Task prompt
Extract each line from the entries below that contains the word "dress", copying those lines in full. Matching is case-sensitive.
================
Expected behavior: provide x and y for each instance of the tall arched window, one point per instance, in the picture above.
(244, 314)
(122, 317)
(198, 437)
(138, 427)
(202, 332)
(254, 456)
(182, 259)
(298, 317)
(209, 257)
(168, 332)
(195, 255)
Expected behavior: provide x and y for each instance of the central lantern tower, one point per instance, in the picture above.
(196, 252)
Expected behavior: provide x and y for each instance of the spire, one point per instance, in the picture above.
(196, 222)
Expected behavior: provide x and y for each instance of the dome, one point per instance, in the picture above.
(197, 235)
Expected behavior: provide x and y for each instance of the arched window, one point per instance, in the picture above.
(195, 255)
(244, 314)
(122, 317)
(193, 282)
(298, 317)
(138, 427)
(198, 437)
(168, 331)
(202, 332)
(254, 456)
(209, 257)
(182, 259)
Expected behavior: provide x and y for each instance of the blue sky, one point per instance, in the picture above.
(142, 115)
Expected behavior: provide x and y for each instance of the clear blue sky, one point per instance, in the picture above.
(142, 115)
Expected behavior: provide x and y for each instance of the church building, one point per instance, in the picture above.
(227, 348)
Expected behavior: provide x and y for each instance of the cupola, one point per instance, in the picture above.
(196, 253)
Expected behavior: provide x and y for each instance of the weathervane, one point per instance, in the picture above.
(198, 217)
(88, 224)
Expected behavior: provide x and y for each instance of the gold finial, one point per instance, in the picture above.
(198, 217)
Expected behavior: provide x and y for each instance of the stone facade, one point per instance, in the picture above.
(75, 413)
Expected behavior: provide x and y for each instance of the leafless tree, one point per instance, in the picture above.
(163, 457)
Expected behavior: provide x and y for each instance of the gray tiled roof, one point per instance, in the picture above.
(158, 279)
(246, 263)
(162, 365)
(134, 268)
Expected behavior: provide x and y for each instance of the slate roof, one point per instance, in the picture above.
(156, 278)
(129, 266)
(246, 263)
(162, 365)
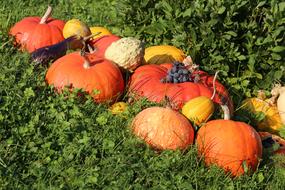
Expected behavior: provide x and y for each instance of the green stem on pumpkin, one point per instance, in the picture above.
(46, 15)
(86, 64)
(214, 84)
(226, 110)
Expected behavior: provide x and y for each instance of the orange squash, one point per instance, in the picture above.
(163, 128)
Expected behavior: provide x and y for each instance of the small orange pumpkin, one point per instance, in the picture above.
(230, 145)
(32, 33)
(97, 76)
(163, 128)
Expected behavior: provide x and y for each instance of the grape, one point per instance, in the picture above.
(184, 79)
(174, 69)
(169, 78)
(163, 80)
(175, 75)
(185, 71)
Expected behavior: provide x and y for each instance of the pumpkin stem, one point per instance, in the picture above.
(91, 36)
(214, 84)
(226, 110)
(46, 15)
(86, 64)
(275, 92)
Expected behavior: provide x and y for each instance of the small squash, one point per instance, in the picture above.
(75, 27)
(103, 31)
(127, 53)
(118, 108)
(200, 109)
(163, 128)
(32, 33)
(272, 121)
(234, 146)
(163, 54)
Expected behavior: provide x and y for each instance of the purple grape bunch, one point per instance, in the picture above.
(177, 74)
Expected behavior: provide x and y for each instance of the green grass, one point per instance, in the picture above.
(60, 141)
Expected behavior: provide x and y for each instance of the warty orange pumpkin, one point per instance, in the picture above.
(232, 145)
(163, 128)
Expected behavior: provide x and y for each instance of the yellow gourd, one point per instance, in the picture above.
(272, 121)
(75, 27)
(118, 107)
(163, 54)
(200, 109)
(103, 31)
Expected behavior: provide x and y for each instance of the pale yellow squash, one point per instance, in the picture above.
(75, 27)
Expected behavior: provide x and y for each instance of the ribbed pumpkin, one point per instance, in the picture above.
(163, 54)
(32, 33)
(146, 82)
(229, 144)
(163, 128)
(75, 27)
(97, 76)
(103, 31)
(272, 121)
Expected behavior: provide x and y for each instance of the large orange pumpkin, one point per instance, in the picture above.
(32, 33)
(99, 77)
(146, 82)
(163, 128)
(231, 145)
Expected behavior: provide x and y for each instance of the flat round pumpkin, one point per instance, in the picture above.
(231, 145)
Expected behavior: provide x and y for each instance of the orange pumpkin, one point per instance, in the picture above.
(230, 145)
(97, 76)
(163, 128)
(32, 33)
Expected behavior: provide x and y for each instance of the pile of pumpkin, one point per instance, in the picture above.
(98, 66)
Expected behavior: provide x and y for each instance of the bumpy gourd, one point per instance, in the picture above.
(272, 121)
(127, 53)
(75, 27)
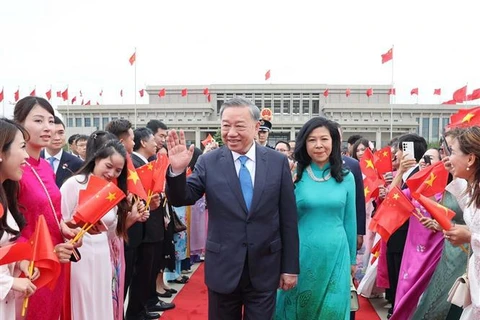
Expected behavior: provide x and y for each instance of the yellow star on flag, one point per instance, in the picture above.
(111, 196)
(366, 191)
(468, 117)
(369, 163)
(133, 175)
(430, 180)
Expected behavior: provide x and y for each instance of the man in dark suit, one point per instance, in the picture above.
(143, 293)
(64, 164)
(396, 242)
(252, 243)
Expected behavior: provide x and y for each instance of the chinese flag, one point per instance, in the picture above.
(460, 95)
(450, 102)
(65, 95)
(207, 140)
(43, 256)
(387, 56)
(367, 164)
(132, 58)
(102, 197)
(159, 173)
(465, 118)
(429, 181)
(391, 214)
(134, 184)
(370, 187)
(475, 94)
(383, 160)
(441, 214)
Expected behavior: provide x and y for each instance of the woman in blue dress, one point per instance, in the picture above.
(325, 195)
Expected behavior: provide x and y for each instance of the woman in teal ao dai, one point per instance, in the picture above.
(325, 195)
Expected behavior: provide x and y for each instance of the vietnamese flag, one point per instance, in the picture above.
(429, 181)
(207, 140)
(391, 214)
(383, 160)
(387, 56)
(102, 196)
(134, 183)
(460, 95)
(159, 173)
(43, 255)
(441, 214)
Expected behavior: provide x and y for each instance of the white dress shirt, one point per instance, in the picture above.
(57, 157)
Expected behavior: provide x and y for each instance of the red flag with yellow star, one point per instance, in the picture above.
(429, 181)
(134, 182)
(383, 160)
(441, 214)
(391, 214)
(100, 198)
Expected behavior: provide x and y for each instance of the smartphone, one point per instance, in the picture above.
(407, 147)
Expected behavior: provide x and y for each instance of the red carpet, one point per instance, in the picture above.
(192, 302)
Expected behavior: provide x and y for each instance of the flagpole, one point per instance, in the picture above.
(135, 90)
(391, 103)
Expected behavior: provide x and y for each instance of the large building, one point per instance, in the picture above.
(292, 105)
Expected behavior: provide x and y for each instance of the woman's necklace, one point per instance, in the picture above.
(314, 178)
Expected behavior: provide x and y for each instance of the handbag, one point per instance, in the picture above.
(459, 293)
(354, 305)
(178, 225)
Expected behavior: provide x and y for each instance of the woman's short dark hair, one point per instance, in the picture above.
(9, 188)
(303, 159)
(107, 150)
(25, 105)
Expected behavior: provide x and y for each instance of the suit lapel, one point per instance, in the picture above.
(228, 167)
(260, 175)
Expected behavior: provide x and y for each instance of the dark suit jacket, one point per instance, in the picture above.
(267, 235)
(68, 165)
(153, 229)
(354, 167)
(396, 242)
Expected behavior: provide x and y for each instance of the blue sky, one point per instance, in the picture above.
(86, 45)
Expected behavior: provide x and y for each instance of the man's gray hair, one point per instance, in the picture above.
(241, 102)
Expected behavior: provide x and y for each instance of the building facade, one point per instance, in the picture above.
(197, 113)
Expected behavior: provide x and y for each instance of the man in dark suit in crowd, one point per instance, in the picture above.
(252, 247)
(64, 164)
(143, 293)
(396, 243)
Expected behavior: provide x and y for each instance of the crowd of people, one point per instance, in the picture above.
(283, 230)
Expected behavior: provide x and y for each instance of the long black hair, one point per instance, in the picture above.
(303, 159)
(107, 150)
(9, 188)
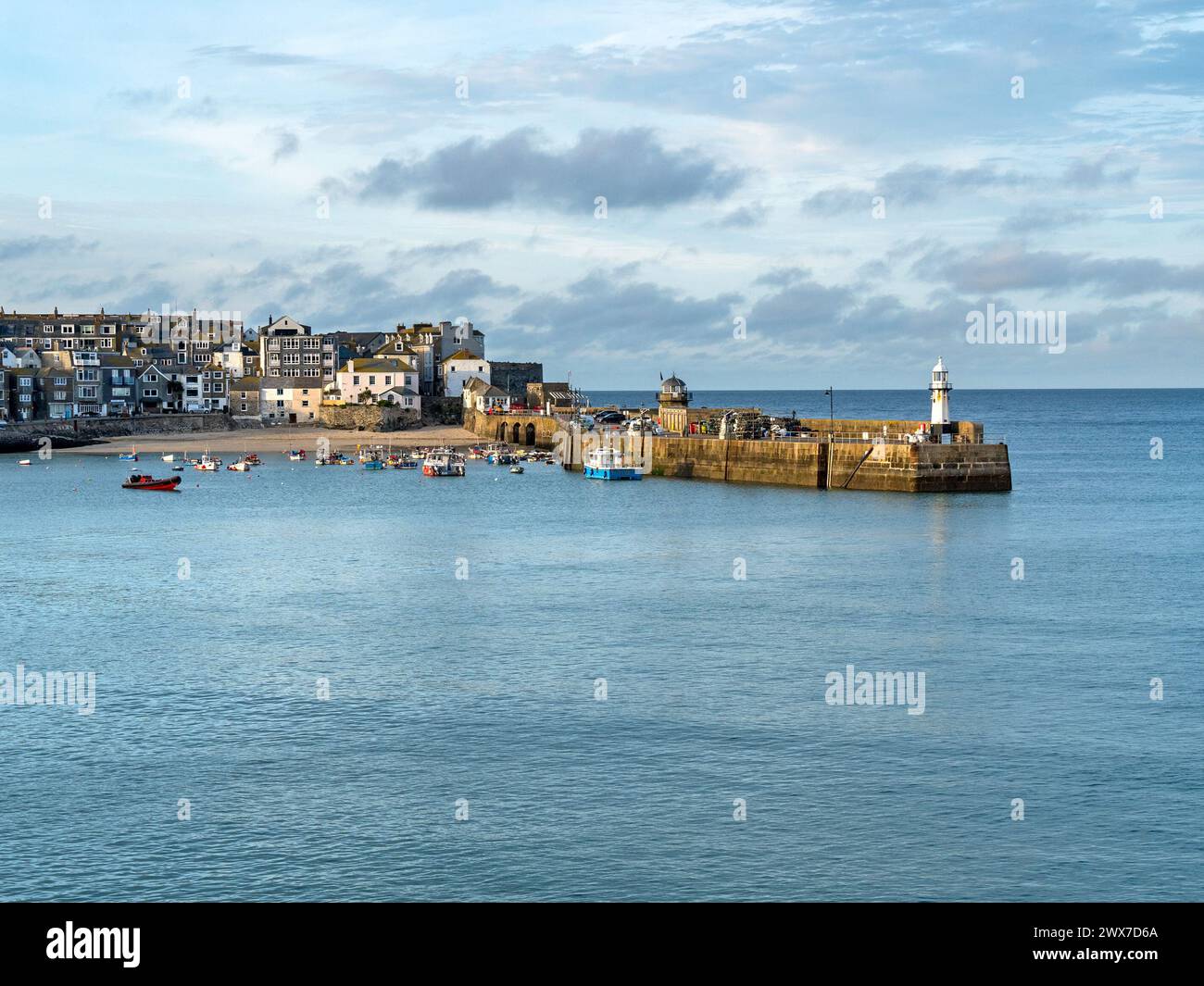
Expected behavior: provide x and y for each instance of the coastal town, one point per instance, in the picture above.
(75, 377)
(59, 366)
================
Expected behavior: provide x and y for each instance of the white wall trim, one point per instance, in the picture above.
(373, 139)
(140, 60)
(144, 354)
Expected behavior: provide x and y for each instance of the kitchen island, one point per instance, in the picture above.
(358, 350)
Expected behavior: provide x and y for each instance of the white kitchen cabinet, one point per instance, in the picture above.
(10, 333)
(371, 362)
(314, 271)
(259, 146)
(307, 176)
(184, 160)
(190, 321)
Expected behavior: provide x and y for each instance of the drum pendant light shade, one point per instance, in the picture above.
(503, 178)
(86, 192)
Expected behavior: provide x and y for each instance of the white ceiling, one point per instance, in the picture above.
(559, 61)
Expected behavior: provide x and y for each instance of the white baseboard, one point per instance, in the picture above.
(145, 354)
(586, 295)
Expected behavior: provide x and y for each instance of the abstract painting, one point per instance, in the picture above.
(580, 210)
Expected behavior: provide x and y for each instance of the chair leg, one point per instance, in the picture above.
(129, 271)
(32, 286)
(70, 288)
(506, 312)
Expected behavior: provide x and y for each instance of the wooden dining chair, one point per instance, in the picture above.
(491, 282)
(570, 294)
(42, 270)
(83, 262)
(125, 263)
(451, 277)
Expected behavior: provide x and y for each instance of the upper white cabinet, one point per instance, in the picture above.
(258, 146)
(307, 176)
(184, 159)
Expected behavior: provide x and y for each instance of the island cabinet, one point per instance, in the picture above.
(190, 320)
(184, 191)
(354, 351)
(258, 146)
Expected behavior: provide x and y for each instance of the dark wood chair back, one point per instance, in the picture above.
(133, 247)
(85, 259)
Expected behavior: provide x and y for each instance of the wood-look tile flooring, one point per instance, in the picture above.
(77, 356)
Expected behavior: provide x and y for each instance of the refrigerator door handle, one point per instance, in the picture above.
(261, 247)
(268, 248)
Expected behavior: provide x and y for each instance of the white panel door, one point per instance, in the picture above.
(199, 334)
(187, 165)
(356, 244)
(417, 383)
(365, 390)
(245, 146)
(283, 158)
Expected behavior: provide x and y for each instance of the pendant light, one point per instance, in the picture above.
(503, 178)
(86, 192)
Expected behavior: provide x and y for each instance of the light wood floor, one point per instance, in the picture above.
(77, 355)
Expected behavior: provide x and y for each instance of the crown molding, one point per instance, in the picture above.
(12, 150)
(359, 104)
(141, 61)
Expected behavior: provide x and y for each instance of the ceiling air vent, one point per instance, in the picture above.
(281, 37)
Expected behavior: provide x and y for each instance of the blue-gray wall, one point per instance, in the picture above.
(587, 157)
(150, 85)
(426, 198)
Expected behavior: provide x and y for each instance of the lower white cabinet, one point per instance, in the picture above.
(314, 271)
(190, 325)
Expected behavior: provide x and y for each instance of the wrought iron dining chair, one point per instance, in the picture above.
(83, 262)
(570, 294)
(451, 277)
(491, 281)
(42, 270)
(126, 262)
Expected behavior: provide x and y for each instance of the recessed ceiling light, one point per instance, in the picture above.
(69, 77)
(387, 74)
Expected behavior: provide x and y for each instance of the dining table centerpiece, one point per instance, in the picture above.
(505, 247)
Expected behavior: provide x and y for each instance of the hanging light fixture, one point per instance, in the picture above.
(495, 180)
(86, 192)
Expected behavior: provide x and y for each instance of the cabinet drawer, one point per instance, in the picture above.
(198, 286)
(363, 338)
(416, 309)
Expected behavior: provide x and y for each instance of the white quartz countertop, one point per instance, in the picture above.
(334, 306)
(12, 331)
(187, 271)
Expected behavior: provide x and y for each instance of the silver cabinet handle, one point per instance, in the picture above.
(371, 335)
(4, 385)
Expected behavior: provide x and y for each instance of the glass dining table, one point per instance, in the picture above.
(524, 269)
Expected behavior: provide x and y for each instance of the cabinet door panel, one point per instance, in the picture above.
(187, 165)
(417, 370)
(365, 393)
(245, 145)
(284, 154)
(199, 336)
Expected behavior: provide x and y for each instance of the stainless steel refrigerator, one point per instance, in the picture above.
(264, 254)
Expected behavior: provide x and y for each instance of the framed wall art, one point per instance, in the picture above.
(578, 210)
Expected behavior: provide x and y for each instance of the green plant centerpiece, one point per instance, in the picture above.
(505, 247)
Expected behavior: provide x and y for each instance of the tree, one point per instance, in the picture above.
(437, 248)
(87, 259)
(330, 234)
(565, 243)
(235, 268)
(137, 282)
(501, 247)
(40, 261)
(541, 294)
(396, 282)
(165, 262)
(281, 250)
================
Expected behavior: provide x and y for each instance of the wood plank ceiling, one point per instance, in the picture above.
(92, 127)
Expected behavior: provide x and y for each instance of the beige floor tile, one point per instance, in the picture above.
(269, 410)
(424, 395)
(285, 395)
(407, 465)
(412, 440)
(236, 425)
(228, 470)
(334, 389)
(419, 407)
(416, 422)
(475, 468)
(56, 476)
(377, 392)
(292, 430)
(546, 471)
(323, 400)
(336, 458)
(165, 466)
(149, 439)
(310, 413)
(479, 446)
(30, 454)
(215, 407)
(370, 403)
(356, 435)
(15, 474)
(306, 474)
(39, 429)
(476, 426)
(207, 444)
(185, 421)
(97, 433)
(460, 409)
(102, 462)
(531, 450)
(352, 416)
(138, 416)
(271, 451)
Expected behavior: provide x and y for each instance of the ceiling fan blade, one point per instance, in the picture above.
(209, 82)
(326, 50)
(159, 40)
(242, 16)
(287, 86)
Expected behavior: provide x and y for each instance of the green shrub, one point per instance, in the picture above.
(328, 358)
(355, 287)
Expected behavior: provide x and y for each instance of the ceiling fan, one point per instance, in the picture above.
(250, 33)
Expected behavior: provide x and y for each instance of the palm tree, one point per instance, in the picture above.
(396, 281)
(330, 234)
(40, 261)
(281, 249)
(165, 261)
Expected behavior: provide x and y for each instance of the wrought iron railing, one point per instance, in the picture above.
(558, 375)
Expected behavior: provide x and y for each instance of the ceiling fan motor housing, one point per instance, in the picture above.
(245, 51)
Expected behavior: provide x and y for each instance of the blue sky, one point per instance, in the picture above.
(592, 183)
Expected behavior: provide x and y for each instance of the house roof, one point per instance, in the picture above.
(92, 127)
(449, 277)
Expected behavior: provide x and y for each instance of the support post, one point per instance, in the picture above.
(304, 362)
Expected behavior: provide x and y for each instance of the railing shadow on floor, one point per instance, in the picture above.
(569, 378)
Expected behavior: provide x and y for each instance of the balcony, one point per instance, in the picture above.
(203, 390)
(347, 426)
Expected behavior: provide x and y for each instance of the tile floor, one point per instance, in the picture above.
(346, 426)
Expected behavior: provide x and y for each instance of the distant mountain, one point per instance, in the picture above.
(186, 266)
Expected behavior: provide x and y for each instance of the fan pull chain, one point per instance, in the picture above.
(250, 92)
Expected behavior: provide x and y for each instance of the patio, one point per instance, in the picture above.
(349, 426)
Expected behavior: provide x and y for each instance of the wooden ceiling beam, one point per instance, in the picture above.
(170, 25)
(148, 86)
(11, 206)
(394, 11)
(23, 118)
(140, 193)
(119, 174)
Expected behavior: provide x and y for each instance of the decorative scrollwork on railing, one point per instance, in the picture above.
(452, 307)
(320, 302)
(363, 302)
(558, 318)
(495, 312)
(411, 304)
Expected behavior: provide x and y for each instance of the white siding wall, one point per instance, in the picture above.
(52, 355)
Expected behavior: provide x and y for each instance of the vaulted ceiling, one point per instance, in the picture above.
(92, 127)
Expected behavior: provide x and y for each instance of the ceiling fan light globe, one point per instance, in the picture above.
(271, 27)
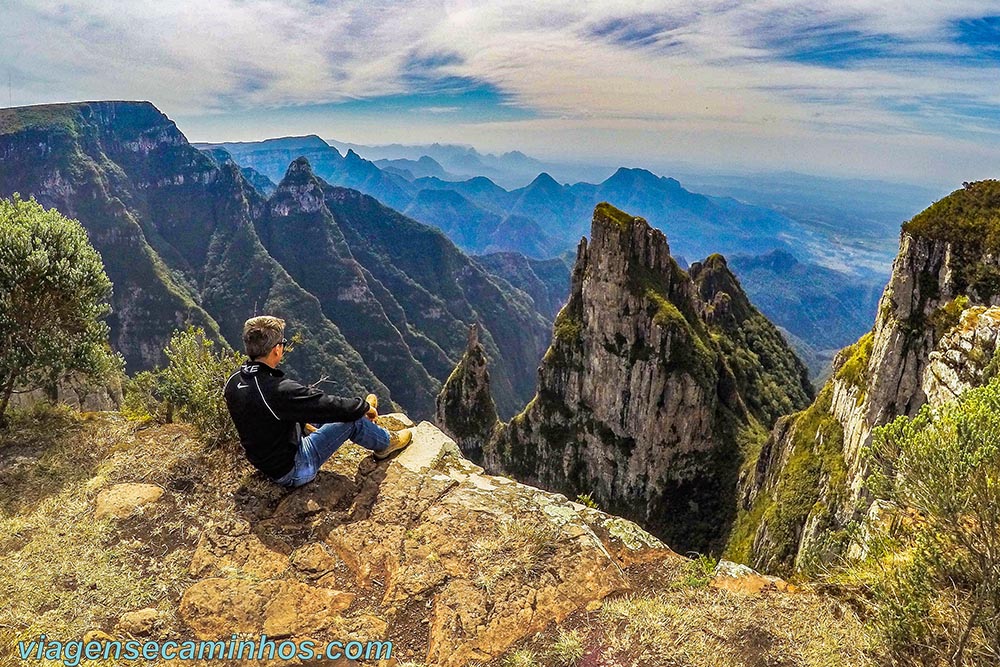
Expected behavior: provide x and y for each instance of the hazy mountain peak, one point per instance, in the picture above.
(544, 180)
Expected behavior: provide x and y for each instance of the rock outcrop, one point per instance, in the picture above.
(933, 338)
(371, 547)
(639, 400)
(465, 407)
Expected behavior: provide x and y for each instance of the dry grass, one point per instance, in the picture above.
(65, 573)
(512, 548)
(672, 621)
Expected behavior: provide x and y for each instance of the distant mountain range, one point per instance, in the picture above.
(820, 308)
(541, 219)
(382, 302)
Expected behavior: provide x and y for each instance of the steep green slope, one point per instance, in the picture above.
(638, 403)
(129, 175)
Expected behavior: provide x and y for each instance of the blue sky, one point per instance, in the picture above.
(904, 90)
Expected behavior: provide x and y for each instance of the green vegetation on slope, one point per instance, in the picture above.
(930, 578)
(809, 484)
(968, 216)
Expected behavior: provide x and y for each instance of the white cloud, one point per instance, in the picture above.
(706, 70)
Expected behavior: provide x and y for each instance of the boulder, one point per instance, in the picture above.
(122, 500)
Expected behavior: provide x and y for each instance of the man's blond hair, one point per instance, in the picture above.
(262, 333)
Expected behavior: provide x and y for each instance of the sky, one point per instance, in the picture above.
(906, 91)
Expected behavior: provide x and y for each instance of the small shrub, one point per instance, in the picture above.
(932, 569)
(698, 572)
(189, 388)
================
Task result
Expected behavior: provide x and y for each instance of the woman in blue dress, one point per instance, in the picture above.
Expected behavior: provide x and y for each instance of the white dress shirt, one point per instance, in the picture above.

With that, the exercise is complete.